# What this task involves:
In the records below, find the line with "Target: blue letter w on uniform" and the line with "Reviewer note: every instance of the blue plume"; return exactly those lines and every line between them.

# Source data:
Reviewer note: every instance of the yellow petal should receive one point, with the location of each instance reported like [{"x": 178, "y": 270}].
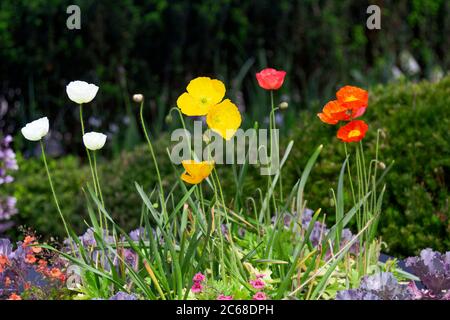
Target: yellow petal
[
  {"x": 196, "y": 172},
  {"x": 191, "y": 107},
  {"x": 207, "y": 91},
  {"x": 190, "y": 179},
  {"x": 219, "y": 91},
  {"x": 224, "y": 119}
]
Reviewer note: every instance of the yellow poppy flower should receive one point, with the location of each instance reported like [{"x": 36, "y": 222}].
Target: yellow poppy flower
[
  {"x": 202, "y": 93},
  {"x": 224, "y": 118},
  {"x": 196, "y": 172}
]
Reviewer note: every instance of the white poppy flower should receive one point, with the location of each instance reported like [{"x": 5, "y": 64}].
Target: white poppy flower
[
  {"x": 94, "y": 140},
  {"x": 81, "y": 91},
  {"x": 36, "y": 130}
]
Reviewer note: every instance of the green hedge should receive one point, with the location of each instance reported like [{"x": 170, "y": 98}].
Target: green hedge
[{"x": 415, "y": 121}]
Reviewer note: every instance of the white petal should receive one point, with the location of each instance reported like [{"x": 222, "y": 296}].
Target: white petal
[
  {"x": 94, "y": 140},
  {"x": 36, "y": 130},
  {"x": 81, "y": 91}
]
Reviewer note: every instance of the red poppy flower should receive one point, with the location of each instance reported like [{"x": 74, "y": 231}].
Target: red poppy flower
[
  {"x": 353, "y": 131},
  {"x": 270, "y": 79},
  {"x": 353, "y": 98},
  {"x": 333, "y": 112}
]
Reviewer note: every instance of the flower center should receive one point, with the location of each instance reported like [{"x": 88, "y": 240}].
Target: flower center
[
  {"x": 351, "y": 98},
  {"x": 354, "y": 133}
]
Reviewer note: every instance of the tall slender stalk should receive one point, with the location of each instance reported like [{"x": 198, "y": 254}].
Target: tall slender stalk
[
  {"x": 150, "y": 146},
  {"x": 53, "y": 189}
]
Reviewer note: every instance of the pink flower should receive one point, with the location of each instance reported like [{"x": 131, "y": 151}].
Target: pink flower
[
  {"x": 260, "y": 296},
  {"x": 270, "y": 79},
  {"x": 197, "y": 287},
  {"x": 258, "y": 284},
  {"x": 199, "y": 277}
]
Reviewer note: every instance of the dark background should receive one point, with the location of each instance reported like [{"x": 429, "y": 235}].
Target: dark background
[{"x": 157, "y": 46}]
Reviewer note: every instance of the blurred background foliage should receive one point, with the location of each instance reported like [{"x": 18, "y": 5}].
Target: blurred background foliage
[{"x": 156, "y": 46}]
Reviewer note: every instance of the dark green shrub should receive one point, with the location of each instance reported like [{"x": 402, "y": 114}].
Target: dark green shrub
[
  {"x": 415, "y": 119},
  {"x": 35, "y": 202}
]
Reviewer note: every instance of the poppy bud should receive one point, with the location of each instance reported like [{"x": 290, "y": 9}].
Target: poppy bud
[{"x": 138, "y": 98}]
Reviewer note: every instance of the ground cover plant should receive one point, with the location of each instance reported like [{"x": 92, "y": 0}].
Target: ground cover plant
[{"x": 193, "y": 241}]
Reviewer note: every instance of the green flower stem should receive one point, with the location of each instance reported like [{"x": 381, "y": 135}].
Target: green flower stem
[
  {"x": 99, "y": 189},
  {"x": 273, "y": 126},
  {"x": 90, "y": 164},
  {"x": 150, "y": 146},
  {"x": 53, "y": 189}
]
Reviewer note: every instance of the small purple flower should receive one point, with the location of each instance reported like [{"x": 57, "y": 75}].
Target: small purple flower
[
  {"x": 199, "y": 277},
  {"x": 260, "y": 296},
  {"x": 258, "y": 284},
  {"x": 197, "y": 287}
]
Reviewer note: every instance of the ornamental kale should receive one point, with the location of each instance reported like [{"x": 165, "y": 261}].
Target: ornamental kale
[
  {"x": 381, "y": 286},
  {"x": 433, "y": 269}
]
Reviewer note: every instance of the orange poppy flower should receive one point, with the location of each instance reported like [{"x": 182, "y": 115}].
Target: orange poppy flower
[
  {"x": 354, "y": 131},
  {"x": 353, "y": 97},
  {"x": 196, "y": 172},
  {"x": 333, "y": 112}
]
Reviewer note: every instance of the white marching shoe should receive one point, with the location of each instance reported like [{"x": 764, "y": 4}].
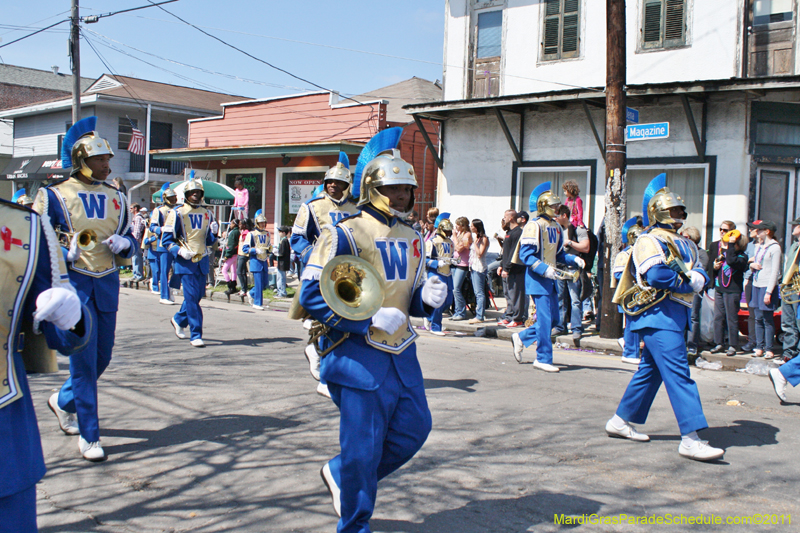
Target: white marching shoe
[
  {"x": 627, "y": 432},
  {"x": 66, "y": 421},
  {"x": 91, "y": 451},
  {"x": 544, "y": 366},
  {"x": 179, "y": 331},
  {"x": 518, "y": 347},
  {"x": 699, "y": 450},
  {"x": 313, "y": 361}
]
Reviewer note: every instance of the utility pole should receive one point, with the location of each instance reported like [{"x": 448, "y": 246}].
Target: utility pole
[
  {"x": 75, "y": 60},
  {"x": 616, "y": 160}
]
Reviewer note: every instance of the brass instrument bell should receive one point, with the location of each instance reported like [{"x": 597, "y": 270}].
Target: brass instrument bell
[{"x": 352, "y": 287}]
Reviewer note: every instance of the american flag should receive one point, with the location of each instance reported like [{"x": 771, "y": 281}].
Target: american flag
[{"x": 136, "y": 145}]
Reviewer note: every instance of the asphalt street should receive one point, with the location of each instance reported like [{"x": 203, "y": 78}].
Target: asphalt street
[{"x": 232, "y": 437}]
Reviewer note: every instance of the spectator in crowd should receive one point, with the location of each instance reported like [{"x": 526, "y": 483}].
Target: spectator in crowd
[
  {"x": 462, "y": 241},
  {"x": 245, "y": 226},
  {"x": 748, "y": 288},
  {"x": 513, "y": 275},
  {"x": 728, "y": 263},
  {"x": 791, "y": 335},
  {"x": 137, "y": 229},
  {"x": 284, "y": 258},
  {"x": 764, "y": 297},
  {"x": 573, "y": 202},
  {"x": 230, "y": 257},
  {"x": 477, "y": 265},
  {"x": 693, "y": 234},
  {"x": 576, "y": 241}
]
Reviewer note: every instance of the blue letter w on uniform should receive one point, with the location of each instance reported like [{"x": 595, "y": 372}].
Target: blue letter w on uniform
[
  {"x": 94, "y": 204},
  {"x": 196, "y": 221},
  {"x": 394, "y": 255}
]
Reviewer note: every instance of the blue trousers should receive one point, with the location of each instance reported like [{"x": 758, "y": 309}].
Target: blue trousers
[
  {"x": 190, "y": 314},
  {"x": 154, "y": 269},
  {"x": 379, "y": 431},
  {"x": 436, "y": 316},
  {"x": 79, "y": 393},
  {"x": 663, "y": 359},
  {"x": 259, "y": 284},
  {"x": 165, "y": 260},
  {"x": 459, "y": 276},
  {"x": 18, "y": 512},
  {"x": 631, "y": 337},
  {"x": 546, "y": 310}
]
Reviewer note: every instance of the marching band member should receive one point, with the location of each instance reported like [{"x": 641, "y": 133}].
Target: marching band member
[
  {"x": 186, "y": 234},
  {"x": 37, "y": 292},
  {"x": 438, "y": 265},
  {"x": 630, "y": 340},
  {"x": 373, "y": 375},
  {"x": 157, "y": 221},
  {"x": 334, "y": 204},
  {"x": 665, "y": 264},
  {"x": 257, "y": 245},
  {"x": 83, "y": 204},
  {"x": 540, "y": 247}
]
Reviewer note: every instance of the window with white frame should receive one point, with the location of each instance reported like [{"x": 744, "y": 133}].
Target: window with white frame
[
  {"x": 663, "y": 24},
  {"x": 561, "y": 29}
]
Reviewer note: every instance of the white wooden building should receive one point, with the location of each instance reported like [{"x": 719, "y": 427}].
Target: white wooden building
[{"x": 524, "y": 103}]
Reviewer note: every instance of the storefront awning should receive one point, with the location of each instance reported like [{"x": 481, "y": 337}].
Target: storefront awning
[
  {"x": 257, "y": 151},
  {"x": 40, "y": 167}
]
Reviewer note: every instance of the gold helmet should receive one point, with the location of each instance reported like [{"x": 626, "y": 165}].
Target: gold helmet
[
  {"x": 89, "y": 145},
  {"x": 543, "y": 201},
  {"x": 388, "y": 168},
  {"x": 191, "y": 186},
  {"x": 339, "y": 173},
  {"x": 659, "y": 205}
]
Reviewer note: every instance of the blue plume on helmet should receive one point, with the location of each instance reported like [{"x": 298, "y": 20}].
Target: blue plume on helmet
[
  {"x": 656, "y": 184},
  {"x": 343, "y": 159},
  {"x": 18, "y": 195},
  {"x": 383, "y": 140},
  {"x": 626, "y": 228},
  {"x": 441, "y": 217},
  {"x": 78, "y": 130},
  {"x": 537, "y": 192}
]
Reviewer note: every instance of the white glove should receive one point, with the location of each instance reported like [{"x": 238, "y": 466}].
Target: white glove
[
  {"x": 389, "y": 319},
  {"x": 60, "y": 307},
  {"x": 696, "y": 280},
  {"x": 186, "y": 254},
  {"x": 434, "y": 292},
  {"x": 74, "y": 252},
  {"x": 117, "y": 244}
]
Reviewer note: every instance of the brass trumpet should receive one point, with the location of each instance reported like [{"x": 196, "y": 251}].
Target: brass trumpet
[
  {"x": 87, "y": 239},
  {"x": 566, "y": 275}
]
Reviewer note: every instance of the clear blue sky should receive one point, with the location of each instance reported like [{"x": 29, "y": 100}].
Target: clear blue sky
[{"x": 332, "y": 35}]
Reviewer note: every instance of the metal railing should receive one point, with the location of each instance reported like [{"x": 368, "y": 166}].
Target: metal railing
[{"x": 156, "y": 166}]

==

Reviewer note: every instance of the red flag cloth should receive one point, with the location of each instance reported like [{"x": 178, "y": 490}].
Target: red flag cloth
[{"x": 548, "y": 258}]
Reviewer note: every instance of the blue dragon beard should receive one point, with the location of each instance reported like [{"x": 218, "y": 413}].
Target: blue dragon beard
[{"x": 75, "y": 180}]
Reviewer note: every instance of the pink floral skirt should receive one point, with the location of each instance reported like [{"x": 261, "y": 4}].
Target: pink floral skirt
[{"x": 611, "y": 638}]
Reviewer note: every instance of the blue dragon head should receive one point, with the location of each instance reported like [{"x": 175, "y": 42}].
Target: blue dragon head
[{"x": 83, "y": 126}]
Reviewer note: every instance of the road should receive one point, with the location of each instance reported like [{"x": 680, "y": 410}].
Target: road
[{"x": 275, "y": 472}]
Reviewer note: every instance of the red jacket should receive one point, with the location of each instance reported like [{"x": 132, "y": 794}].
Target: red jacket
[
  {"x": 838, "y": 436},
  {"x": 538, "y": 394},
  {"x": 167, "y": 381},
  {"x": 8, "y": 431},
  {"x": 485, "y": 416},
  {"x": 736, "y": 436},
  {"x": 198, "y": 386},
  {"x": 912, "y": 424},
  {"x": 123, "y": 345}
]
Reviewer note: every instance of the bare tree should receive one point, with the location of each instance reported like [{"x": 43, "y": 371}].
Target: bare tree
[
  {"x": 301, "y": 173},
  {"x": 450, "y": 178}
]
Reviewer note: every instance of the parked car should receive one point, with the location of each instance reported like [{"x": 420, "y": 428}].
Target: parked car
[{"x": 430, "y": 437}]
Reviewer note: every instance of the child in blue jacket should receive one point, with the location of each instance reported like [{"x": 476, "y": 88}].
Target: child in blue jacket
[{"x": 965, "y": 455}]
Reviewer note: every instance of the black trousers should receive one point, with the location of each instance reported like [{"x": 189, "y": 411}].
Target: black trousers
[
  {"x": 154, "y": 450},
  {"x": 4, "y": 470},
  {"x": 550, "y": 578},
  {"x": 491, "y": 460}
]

* * *

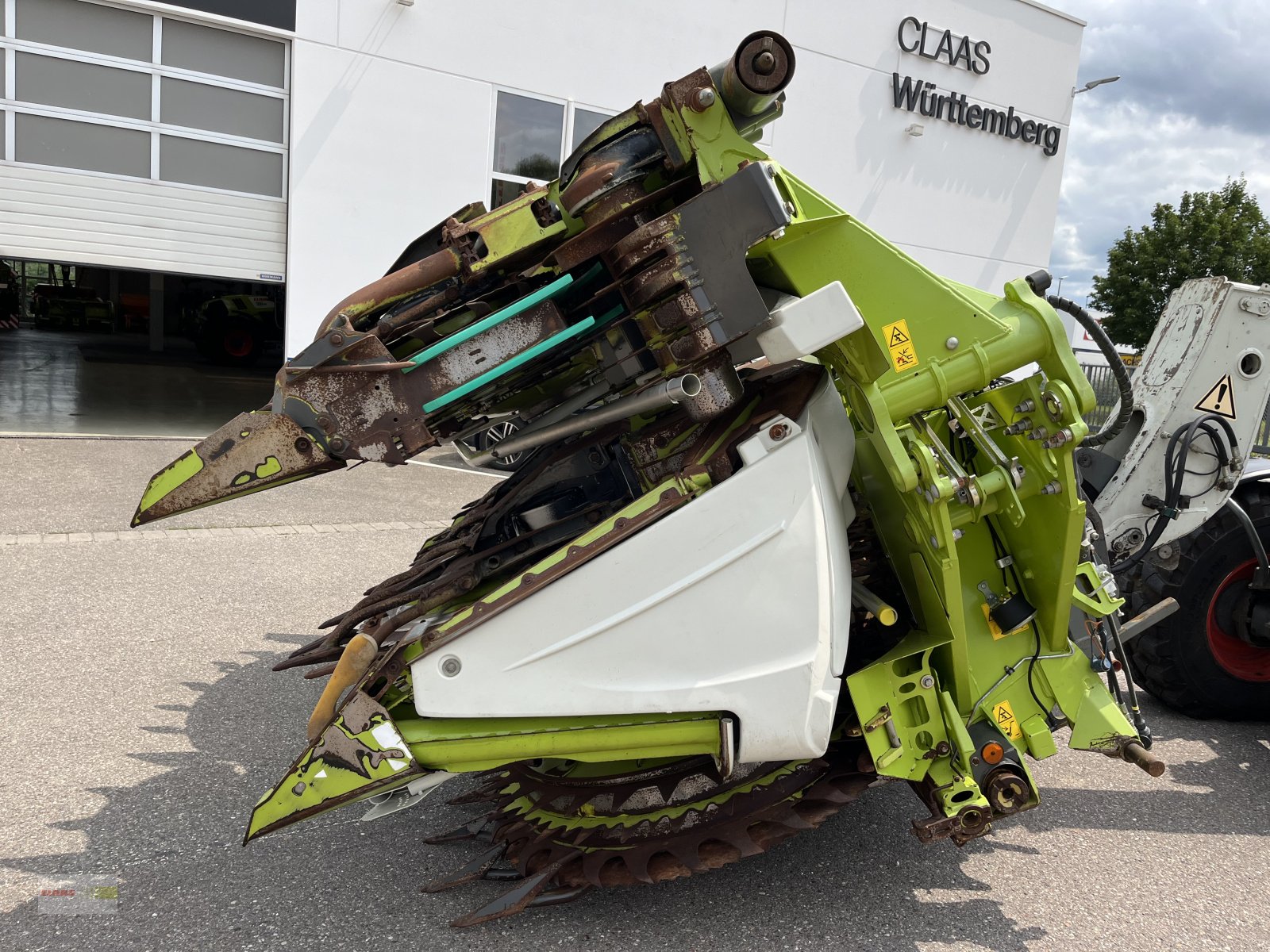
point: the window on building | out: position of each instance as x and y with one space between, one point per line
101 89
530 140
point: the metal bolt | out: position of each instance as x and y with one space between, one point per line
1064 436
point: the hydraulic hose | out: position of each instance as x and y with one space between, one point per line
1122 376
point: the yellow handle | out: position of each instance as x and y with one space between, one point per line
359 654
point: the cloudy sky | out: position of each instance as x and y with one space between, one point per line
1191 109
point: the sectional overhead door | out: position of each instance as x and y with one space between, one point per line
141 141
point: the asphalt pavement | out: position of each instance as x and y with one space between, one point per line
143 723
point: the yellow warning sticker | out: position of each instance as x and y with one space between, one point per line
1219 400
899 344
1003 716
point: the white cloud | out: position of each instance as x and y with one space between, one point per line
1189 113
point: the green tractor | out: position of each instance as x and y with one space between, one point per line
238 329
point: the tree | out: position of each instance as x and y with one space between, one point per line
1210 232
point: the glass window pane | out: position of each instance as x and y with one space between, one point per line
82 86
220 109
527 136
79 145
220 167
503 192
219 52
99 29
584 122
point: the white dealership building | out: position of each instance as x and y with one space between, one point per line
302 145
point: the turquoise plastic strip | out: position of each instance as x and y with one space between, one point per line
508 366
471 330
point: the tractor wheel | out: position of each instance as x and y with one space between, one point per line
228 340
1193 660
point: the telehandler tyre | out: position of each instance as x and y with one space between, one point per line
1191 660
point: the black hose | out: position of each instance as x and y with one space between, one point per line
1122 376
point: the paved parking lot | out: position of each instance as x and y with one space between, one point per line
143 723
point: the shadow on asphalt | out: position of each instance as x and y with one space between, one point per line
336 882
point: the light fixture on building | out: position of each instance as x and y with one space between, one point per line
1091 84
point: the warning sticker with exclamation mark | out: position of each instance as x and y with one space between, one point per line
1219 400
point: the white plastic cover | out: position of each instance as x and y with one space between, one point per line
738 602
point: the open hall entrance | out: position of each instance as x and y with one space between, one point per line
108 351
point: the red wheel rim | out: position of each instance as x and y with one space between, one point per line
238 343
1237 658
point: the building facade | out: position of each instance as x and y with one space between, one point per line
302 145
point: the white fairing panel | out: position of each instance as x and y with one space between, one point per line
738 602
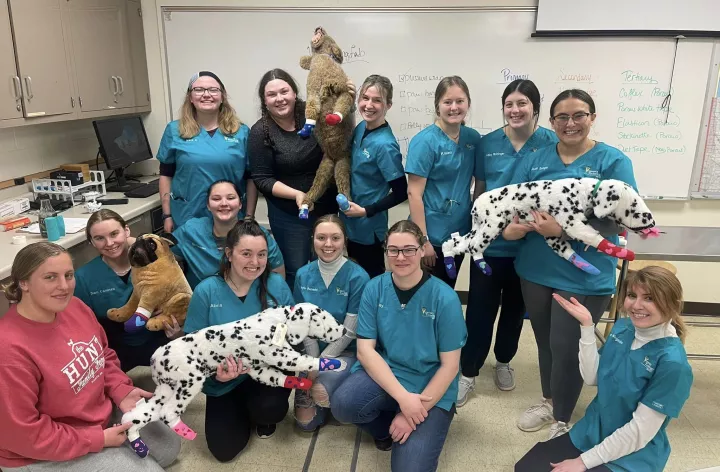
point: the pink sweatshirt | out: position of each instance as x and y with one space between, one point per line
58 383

# Solution to this problem:
Target: blue letter w on uniform
[
  {"x": 94, "y": 204},
  {"x": 196, "y": 221},
  {"x": 394, "y": 255}
]
Reviewer note: every instance of the blue trousers should receive one point, with the location of each instance reported like [{"x": 758, "y": 309}].
Target: blue trousers
[
  {"x": 190, "y": 314},
  {"x": 154, "y": 269},
  {"x": 379, "y": 431},
  {"x": 436, "y": 316},
  {"x": 79, "y": 393},
  {"x": 663, "y": 359},
  {"x": 259, "y": 284},
  {"x": 165, "y": 260},
  {"x": 459, "y": 276},
  {"x": 18, "y": 512},
  {"x": 631, "y": 337},
  {"x": 546, "y": 310}
]
Reviewer note: every instance of the marching band member should receive one point, with the location of each instance reported like [{"x": 641, "y": 133}].
Target: marching band member
[
  {"x": 186, "y": 234},
  {"x": 37, "y": 292},
  {"x": 438, "y": 265},
  {"x": 630, "y": 340},
  {"x": 373, "y": 375},
  {"x": 157, "y": 221},
  {"x": 334, "y": 204},
  {"x": 665, "y": 264},
  {"x": 257, "y": 245},
  {"x": 83, "y": 204},
  {"x": 540, "y": 247}
]
Reviewer note: every instance of the window with white frame should receive one point, with the location of each instance reported like [{"x": 744, "y": 133}].
Target: window with white frame
[
  {"x": 663, "y": 24},
  {"x": 561, "y": 29}
]
Reviewer note: every instance of the white wooden building should receive one point, with the location of each instance reported like [{"x": 719, "y": 427}].
Target: white wooden building
[{"x": 524, "y": 103}]
Reviewer note: every instance of the storefront awning should receive one point, with the location of each instance reported like [{"x": 481, "y": 337}].
Target: storefront awning
[
  {"x": 257, "y": 151},
  {"x": 40, "y": 167}
]
Reviewer note: every instance of the gold helmet should receive one point, with the location of each instance reported like [{"x": 626, "y": 165}].
Target: gold helmet
[
  {"x": 89, "y": 145},
  {"x": 543, "y": 201},
  {"x": 388, "y": 168},
  {"x": 191, "y": 186},
  {"x": 339, "y": 173},
  {"x": 659, "y": 205}
]
Reviewer note: every instance of the blue plume on helmet should receive one point, with the location of each instance reported like [{"x": 298, "y": 20}].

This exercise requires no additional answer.